_Goal 1_:
Name every place that the Nice sightseeing text says not to miss in Old Nice.
_Goal 2_:
Reproduce the Nice sightseeing text from "The Promenade is" up to and including "on the beach.".

_Extract_:
LA PROMENADE DES ANGLAIS
One of the top things to do in Nice is taking a stroll on this world-renowned Promenade. On one side, you’ll find the Mediterranean Sea and its pebble beach, and on the other side, 5-star hotels, fine dining restaurants, and casinos.
The Promenade is around 4 miles long, starting at the Colline du Château and ending at the airport. Most of the interesting Nice sights are located between the Vieux Nice (the city center) and the Negresco Hotel. If the weather is nice, you can rent a bike or a pair of roller skates.
If you’re there during summer, you can also have lunch or a drink at one of the restaurants installed on the beach.
THE VIEUX NICE (OLD NICE)
Take a stroll through the city’s historic center, notice the small paved streets, the colorful houses, and the shutters, typical of the Mediterranean architectural style.
There, you shouldn’t miss:
- the Cours Saleya and its market (every morning)
- the Palace of Justice Plaza
- the Rossetti Plaza (great place for ice cream)
- the Saint François Plaza
- the Massena Plaza (try to go at night so you can see the Jaume Plensa’s sculptures lighting up)

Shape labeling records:
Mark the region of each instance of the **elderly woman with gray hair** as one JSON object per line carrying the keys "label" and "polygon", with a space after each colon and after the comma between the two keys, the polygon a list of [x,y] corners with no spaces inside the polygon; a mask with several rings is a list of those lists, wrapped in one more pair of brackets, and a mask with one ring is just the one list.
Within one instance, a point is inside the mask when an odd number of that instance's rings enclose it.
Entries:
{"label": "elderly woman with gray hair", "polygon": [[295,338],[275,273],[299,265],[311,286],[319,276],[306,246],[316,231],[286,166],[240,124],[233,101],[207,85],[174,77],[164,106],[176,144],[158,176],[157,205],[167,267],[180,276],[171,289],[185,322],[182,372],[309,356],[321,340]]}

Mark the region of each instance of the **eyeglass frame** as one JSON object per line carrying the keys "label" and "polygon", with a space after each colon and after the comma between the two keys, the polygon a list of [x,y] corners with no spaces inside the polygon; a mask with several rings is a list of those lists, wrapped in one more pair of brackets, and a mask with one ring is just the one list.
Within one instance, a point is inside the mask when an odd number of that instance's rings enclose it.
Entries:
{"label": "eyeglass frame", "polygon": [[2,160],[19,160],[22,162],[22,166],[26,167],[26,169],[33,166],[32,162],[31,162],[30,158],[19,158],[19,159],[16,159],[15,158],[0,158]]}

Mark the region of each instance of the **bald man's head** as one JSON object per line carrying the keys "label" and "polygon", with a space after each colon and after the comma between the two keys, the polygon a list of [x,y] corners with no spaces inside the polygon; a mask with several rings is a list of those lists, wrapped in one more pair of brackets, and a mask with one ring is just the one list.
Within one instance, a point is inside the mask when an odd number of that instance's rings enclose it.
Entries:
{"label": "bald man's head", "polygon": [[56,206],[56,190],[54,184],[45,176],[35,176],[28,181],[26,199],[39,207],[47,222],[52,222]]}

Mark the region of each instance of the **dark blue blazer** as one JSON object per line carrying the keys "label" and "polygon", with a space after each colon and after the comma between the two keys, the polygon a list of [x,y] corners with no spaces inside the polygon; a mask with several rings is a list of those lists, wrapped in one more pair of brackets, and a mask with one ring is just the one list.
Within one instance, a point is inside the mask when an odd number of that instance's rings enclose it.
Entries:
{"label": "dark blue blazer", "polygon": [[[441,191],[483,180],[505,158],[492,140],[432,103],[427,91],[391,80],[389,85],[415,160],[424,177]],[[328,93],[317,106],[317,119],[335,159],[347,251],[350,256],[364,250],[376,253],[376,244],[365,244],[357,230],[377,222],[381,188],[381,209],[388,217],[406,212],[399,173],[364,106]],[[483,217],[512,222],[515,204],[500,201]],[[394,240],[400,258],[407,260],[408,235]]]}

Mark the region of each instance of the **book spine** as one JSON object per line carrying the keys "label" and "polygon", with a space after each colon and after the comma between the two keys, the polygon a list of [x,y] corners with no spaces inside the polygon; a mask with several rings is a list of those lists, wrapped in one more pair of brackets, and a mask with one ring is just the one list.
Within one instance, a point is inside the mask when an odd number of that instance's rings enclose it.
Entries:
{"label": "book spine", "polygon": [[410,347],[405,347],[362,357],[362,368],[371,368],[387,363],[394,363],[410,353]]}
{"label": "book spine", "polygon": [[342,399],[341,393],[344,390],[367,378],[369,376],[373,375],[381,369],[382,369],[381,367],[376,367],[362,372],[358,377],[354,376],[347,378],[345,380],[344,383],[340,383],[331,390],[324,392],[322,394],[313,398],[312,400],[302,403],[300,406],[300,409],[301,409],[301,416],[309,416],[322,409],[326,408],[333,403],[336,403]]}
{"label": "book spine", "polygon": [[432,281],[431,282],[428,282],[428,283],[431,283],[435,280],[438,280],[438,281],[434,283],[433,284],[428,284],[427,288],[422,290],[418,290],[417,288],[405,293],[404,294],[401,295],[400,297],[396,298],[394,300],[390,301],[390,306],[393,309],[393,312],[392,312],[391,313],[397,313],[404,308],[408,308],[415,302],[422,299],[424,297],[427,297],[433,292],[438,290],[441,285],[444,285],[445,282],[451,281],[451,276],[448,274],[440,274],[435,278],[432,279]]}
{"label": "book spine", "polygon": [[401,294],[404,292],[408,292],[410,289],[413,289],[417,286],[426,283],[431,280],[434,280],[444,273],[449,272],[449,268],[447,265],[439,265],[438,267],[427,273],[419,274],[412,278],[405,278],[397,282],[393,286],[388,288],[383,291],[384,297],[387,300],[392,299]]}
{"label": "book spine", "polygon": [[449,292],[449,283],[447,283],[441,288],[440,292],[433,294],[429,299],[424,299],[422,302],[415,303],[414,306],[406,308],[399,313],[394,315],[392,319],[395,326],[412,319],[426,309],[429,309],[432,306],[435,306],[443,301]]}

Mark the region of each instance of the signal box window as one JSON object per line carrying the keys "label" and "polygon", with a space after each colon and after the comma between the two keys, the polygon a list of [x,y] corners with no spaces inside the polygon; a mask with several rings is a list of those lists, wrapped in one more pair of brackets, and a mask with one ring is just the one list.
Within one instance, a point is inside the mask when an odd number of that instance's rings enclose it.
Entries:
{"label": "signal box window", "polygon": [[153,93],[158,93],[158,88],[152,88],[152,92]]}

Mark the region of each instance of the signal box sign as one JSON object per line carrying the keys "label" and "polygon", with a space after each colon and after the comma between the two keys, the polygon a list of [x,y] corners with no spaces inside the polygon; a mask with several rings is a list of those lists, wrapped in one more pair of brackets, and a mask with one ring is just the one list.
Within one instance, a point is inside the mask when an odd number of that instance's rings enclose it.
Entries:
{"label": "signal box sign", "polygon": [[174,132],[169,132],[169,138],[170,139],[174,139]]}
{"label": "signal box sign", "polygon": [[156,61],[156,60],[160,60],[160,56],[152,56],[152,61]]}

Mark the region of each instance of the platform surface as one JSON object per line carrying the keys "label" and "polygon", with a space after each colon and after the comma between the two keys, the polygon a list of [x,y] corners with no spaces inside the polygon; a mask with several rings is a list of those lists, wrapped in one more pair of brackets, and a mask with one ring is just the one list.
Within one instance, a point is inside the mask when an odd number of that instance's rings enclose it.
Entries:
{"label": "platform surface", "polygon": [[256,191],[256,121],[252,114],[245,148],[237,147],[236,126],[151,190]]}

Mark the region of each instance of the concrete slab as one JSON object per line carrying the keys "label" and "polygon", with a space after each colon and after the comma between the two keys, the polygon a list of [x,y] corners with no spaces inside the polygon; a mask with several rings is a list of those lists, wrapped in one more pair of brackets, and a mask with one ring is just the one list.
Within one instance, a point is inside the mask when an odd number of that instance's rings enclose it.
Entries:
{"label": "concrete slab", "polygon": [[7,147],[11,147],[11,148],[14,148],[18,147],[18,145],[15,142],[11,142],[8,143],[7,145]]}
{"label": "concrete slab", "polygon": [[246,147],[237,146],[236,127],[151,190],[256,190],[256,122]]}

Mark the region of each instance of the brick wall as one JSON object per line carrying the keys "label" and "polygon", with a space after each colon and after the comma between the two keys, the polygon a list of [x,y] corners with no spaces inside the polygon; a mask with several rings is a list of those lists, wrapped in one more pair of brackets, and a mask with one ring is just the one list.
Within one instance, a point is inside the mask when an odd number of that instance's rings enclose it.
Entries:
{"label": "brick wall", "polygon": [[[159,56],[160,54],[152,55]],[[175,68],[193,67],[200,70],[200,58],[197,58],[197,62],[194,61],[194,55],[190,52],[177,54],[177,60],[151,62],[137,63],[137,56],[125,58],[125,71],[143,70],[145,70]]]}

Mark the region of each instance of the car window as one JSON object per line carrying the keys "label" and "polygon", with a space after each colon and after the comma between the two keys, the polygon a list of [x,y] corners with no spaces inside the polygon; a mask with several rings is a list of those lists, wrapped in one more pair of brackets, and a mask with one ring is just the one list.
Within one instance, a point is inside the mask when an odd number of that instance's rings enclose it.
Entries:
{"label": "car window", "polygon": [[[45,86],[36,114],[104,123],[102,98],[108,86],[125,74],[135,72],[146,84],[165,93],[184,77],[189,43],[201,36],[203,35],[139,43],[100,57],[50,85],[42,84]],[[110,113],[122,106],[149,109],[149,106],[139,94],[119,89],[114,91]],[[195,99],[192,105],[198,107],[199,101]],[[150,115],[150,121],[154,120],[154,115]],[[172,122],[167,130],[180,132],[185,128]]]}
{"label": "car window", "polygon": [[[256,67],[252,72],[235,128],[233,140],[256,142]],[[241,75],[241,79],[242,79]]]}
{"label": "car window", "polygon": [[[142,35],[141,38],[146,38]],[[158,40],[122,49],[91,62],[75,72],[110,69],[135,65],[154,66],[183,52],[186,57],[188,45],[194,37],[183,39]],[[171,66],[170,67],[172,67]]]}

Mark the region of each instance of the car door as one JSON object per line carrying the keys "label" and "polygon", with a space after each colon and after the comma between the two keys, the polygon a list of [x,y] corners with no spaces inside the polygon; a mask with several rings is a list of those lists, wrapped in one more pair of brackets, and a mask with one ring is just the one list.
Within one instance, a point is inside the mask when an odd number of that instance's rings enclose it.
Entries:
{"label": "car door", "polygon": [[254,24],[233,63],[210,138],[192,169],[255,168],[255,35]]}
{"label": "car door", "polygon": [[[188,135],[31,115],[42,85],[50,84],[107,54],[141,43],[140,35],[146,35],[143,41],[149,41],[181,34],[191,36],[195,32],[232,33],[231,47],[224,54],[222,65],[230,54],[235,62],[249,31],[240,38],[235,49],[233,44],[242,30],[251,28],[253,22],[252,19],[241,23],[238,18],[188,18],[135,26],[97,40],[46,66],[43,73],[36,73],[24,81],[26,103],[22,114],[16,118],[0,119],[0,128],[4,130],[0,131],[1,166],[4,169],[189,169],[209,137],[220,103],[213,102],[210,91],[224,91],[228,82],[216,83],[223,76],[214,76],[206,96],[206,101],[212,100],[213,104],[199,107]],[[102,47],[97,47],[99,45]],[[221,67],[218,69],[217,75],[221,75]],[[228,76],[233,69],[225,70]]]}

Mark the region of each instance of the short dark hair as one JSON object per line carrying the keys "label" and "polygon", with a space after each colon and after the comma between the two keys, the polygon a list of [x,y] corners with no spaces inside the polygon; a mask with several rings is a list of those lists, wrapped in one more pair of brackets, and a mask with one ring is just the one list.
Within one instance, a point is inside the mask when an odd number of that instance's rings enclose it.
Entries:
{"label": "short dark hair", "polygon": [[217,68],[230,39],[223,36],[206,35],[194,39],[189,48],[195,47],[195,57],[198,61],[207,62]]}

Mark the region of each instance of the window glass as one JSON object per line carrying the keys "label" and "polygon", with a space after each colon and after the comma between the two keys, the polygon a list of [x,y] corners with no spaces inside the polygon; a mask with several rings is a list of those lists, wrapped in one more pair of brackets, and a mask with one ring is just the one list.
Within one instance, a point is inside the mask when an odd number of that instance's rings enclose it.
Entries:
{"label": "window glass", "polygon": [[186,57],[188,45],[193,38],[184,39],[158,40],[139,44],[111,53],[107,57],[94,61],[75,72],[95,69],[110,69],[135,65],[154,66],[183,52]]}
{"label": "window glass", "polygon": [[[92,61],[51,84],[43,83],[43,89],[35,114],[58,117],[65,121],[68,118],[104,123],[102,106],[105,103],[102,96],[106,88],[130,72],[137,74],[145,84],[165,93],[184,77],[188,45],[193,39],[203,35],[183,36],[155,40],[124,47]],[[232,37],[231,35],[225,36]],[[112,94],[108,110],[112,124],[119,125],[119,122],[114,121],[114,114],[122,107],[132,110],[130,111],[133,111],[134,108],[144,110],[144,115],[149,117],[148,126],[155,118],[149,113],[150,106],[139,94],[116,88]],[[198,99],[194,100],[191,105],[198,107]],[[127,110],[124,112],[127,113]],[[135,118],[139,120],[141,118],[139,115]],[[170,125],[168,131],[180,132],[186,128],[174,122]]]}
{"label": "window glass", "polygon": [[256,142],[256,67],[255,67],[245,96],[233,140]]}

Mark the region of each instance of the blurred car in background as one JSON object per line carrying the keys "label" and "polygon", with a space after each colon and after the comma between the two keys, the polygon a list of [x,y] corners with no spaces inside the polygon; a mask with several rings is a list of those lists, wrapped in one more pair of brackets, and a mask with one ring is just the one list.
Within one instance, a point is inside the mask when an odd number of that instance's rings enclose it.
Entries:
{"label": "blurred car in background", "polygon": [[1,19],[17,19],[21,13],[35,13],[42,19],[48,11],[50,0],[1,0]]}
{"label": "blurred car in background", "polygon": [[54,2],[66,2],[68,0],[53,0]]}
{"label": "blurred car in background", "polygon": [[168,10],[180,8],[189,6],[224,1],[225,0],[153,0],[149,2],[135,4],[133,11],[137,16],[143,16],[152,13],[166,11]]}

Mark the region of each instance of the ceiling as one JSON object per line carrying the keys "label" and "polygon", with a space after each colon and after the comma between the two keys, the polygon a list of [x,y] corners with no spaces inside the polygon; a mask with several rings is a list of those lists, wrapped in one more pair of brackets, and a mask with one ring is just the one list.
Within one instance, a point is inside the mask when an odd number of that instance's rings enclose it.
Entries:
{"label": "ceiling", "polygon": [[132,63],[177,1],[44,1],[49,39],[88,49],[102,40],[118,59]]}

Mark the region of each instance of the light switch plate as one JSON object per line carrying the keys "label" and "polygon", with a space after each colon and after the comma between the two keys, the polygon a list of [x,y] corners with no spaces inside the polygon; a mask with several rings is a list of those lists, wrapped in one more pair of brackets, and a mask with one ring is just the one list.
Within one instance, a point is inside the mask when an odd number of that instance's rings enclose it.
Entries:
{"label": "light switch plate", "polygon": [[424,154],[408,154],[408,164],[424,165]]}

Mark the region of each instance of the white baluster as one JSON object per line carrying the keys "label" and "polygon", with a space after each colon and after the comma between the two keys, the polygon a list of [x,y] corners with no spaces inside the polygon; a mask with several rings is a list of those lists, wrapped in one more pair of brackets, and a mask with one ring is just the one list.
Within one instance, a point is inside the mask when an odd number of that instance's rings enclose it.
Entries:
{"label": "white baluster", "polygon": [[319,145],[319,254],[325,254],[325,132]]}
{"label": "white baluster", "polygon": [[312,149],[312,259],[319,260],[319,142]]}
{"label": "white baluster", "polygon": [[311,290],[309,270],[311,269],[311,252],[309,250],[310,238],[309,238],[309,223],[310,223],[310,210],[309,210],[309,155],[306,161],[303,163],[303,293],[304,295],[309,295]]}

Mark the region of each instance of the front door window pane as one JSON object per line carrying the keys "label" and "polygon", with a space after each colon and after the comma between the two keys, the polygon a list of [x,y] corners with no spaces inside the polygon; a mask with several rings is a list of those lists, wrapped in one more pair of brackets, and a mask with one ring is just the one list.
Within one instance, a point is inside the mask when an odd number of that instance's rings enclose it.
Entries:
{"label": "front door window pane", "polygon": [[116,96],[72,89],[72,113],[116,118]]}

_Complete response 1_:
- the Cours Saleya and its market
- the Palace of Justice Plaza
- the Rossetti Plaza
- the Saint François Plaza
- the Massena Plaza

_Complete response 2_:
The Promenade is around 4 miles long, starting at the Colline du Château and ending at the airport. Most of the interesting Nice sights are located between the Vieux Nice (the city center) and the Negresco Hotel. If the weather is nice, you can rent a bike or a pair of roller skates.
If you’re there during summer, you can also have lunch or a drink at one of the restaurants installed on the beach.